» Problem to solve:
Continue the article on the 2017 Kannada film Mufti with the next part of its plot summary, starting after its last sentence.

Mufti () is a 2017 Indian Kannada-language neo-noir action thriller film directed by Narthan, making his debut, and produced by Jayanna Combines. The film tells the story of an undercover cop, played by Sriimurali, who tracks down and confronts a crime boss, played by Shiva Rajkumar.

Production started in July 2016, and the film was released on 1 December 2017. The film received positive response from critics. The film was declared blockbuster at the box office and was one of the highest-grossing movies in Shivarajkumar's career.

The film is being remade in Tamil as Pathu Thala starring Silambarasan and Gautham Karthik. Film's prequel titled as Bhairati Ranagal shooting started in March 2023.

Plot

Gana, an undercover cop disguised as an assassin, works at a crime syndicate in Mangalore for 2 years. One day, Gana heads to the village of Ronapura in order to serve Bhairathi Ranagal, a crime boss who rules the village. Gana arrives at Ronapura under the commissioner's orders that his identity should be concealed and not known to anyone. Gana arrives in Ronapura, where he is received by Vishnu and meets Kashi, who heads Bhairathi Ranagal's cement company. 

Gurukanth Bhandri is selected for the Chief Ministerial Candidate in Karnataka and is targeting Ronapura for the elections, but their party member MP Ekanath Nimbalkar has died in the accident planned by Bhairathi, due to which Raghuveer Bhandri, Gurukanth's brother meets social worker and environmentalist Ashwath Kudari to be the new the candidate for the party, but Gunari refuses. Gana earns Bhairathi's left-hand man Singa and right-hand man Shabari's trust by helping the gang remove the stock black money from a goods train and is further asked by Shabari and Singa for the operations, while also earning Kashi's jealousy towards Gana. Ashwath Kudari holds a rally against Bhairathi for polluting the environment due to his mining operations. Bhairathi orchestrates a riot at the village and burns the houses of those persons who are supporting Kudari's rally, due to this Kudari joins Raghuveer Bhandari's campaign.

Meanwhile, Kashi brings the cop (who happens to be the one who helped Gana in the undercover operation and also doesn't know Gana's identity), who leaked the information of unaccounted money on a goods train and tells Gana to shoot him, Gana reluctantly shoots him and feels guilty about the incident, which makes him determined to arrest Bhairathi. The next day, Bhairathi arrives at the mining where Nimbalkar's killers are caught, which is revealed that Bhairathi did not kill Nimbalkar. Gana saves Bhairathi from a temple attack orchestrated by Pashupathi, who is running for MP nomination in elections. Bhairathi attacks Pashupathi and warns him of dire consequences. Bhairathi invites Gana to his house for dinner where he meets Bhairathi's sister Vedhavathi and daughter Avni.

» Dataset content:
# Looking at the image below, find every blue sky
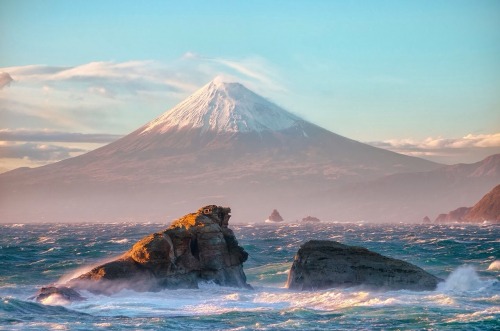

» Right answer:
While Bhairathi goes for a stroll at 4:00AM, Gana sneaks into Bhairathi's house and collects various bank account numbers in a book named Sri Ramayana Darshanam and escapes minutes before Bhairathi arrives and reaches his hideout to find Kashi, having deduced his identity and calls Singa in front of Gana to inform him about Gana's identity, but Singa calls Gana and tells him to finish Kashi. Gana reveals that he created evidence that Kashi is in cahoots with Pashupathi to kill Bhairathi, where he kills Kashi and checks the account transfer, only to find that the money was transferred to orphanages, old-age homes and Public schools. Gana realizes about Bhairathi's good intentions to help the people, when he constructed houses for the villagers' welfare and the villagers revere Bhairathi as their saviour. 

Bhairathi is accused of the attacking Kudari, but Bhairathi catches the culprit, who happens to be Bhairathi's driver. The driver is killed and Bhairathi gifts Kudari with plants and flowers as compensation and ask him to stand independently in the elections. It is revealed that Raghuveer Bhandari is the mastermind behind the attacks. While heading for the election office. The car, in which Bhairathi and Gana are travelling, explodes killing them. Raghuveer Bhandari bribed Shabari to kill Bhairathi, in return for nominating him in the Ronapura Constituency elections. When Shabari reaches the office, Bhairathi and Gana, who survived the attack confronts Shabari where Gana gives Shabari's watch to Shabari as he noticed Bhairathi wearing Shabari's watch and deducing his trap. Bhairathi kills Shabari and hangs him at the lamp post near Raghuveer's house and warns him not to interfere.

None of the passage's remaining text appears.